▶ [Task goal] From the first line of the data below through the line bearing "Target: embroidered emblem badge", reproduce each line exactly; do not include pictures.

+++++

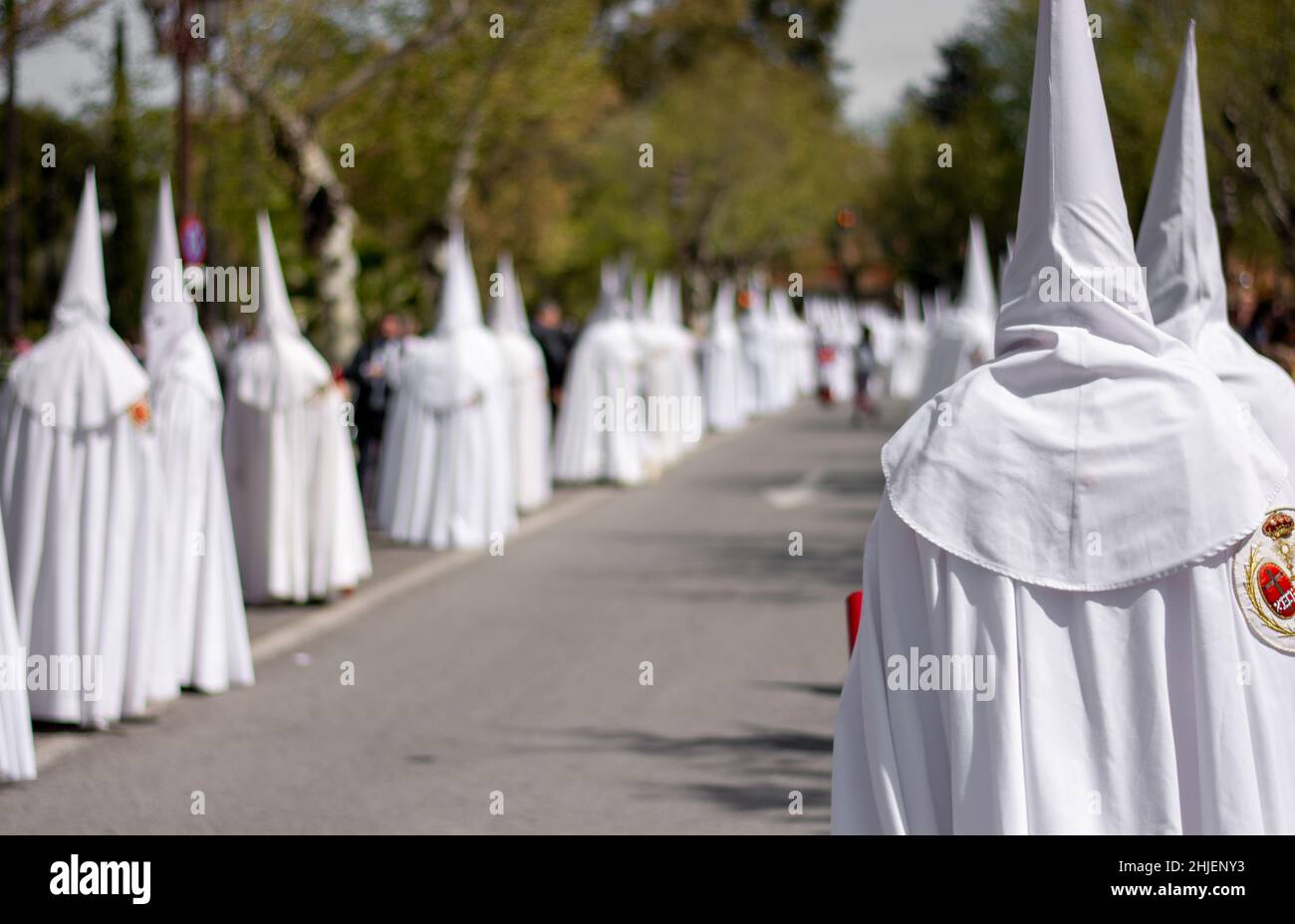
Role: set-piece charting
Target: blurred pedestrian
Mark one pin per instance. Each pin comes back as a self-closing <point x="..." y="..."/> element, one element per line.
<point x="371" y="387"/>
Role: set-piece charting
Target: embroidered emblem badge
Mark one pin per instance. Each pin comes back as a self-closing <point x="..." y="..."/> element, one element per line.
<point x="141" y="415"/>
<point x="1263" y="581"/>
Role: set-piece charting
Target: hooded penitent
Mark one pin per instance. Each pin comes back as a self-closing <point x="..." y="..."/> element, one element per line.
<point x="672" y="387"/>
<point x="1178" y="246"/>
<point x="1056" y="592"/>
<point x="723" y="363"/>
<point x="199" y="571"/>
<point x="79" y="497"/>
<point x="595" y="439"/>
<point x="795" y="341"/>
<point x="963" y="337"/>
<point x="529" y="392"/>
<point x="447" y="465"/>
<point x="293" y="489"/>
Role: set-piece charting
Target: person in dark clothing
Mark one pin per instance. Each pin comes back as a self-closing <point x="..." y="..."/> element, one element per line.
<point x="556" y="340"/>
<point x="866" y="361"/>
<point x="367" y="375"/>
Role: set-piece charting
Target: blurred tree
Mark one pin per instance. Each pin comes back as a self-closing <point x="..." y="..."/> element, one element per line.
<point x="273" y="53"/>
<point x="26" y="24"/>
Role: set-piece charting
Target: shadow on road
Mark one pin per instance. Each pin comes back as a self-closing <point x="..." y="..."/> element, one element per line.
<point x="754" y="772"/>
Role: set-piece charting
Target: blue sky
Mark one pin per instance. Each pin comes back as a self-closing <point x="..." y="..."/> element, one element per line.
<point x="884" y="46"/>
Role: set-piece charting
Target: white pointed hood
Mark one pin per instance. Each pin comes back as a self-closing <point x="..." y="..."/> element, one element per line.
<point x="1095" y="452"/>
<point x="1178" y="246"/>
<point x="978" y="293"/>
<point x="277" y="366"/>
<point x="173" y="342"/>
<point x="81" y="375"/>
<point x="460" y="299"/>
<point x="508" y="312"/>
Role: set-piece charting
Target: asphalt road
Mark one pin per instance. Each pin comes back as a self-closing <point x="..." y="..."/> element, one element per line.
<point x="519" y="674"/>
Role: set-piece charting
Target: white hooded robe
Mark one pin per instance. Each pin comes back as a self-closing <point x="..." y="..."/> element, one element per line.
<point x="592" y="444"/>
<point x="447" y="463"/>
<point x="82" y="512"/>
<point x="1075" y="526"/>
<point x="723" y="365"/>
<point x="529" y="395"/>
<point x="199" y="571"/>
<point x="293" y="491"/>
<point x="1178" y="246"/>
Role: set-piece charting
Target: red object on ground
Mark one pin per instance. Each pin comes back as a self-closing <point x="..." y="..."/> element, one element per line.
<point x="854" y="612"/>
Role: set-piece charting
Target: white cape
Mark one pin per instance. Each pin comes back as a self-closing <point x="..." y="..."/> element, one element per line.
<point x="293" y="491"/>
<point x="721" y="369"/>
<point x="1074" y="523"/>
<point x="531" y="419"/>
<point x="79" y="497"/>
<point x="605" y="366"/>
<point x="199" y="570"/>
<point x="1118" y="712"/>
<point x="17" y="754"/>
<point x="445" y="478"/>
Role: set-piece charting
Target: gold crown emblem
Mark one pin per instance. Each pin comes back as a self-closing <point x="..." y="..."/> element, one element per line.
<point x="1278" y="526"/>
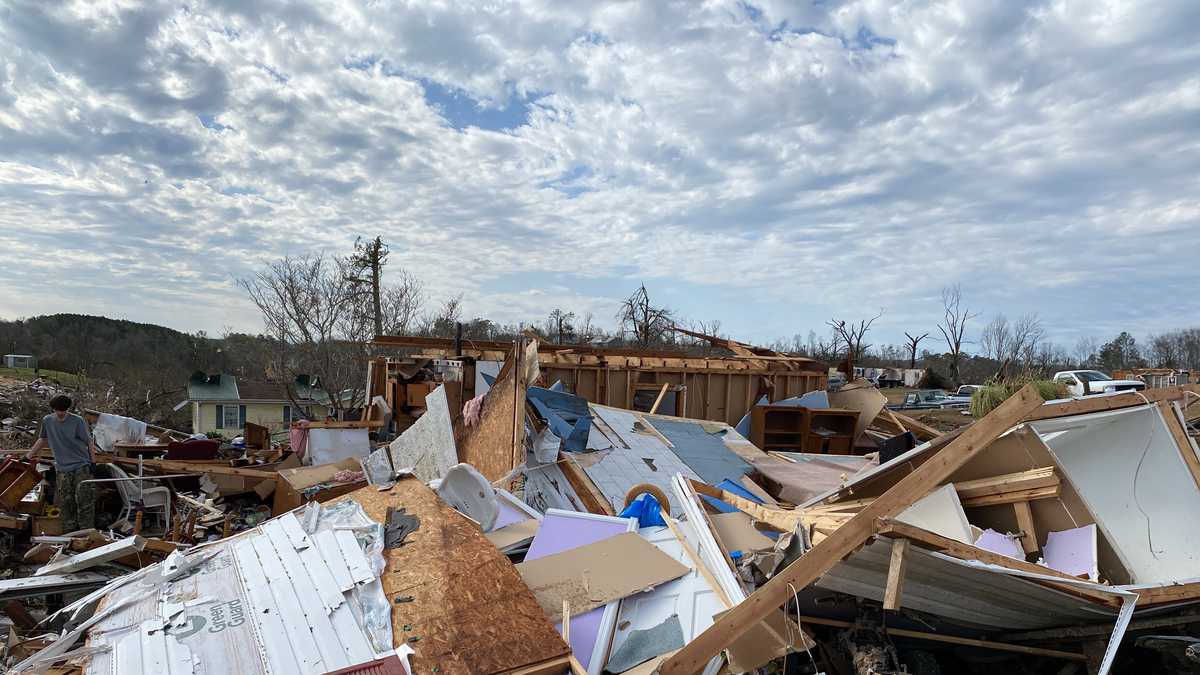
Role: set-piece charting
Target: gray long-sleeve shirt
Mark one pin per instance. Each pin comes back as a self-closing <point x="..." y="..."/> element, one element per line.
<point x="69" y="440"/>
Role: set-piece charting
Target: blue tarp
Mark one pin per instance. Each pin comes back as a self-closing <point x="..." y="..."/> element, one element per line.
<point x="568" y="416"/>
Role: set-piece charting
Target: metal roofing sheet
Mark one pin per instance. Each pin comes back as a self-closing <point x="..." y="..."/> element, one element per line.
<point x="273" y="599"/>
<point x="970" y="595"/>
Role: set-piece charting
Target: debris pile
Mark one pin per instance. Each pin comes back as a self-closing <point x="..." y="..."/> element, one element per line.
<point x="528" y="509"/>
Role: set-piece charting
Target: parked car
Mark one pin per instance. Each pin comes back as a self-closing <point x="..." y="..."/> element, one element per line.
<point x="1089" y="382"/>
<point x="927" y="399"/>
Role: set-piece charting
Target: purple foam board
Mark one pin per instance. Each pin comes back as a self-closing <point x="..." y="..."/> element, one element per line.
<point x="562" y="532"/>
<point x="1002" y="544"/>
<point x="1073" y="551"/>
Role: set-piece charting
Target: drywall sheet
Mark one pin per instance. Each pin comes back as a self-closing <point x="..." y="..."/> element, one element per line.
<point x="427" y="446"/>
<point x="633" y="458"/>
<point x="706" y="453"/>
<point x="736" y="530"/>
<point x="1129" y="472"/>
<point x="595" y="574"/>
<point x="1073" y="551"/>
<point x="562" y="531"/>
<point x="690" y="598"/>
<point x="940" y="512"/>
<point x="327" y="446"/>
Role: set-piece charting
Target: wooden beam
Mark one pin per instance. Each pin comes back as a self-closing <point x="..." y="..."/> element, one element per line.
<point x="1012" y="497"/>
<point x="851" y="536"/>
<point x="954" y="639"/>
<point x="895" y="574"/>
<point x="966" y="551"/>
<point x="1029" y="531"/>
<point x="1187" y="451"/>
<point x="658" y="401"/>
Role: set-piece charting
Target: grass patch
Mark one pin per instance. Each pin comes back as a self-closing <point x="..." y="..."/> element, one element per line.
<point x="28" y="375"/>
<point x="995" y="393"/>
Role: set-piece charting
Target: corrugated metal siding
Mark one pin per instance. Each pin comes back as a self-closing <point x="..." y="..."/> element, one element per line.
<point x="969" y="595"/>
<point x="274" y="599"/>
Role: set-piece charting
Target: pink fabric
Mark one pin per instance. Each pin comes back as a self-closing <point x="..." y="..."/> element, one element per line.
<point x="473" y="410"/>
<point x="298" y="436"/>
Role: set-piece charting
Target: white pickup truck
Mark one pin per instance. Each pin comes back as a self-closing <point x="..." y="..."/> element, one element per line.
<point x="1087" y="382"/>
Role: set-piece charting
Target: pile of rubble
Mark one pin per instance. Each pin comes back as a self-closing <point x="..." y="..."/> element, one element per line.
<point x="514" y="526"/>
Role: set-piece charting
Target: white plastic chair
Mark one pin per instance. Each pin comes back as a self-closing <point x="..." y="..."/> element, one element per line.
<point x="154" y="500"/>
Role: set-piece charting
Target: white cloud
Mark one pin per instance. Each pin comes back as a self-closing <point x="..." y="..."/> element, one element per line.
<point x="771" y="165"/>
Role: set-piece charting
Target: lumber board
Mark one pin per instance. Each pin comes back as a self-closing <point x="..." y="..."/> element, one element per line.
<point x="468" y="607"/>
<point x="954" y="639"/>
<point x="851" y="536"/>
<point x="1181" y="438"/>
<point x="897" y="565"/>
<point x="966" y="551"/>
<point x="1041" y="477"/>
<point x="1013" y="497"/>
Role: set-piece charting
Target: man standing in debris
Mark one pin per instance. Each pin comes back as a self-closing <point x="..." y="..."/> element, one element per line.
<point x="75" y="454"/>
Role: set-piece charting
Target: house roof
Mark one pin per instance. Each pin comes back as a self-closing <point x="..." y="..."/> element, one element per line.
<point x="225" y="387"/>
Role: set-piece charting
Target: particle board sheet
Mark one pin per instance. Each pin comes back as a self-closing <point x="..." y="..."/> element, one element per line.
<point x="645" y="458"/>
<point x="460" y="598"/>
<point x="969" y="595"/>
<point x="267" y="601"/>
<point x="595" y="574"/>
<point x="562" y="531"/>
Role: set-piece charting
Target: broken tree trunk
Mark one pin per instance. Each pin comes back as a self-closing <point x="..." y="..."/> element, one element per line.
<point x="851" y="536"/>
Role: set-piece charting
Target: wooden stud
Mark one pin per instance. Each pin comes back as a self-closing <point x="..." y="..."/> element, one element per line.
<point x="658" y="401"/>
<point x="895" y="574"/>
<point x="1029" y="531"/>
<point x="847" y="538"/>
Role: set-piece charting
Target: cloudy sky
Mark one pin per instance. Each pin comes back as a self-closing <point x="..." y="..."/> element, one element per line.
<point x="769" y="165"/>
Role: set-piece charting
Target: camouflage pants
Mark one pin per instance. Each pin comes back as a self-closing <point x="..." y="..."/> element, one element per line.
<point x="76" y="500"/>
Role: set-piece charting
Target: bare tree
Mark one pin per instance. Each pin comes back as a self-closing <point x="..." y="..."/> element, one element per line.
<point x="913" y="340"/>
<point x="309" y="309"/>
<point x="401" y="304"/>
<point x="853" y="335"/>
<point x="954" y="326"/>
<point x="1086" y="351"/>
<point x="364" y="274"/>
<point x="559" y="323"/>
<point x="639" y="316"/>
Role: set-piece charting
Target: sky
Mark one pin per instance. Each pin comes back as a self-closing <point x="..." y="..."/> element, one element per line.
<point x="769" y="165"/>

+++++

▶ [Response to this task]
Role: set-piece charting
Target: blurred pedestrian
Mark one pin per instance. Each pin comes back as a self-closing <point x="..." y="..."/> element, one element per line.
<point x="371" y="387"/>
Role: set-piece charting
Target: embroidered emblem badge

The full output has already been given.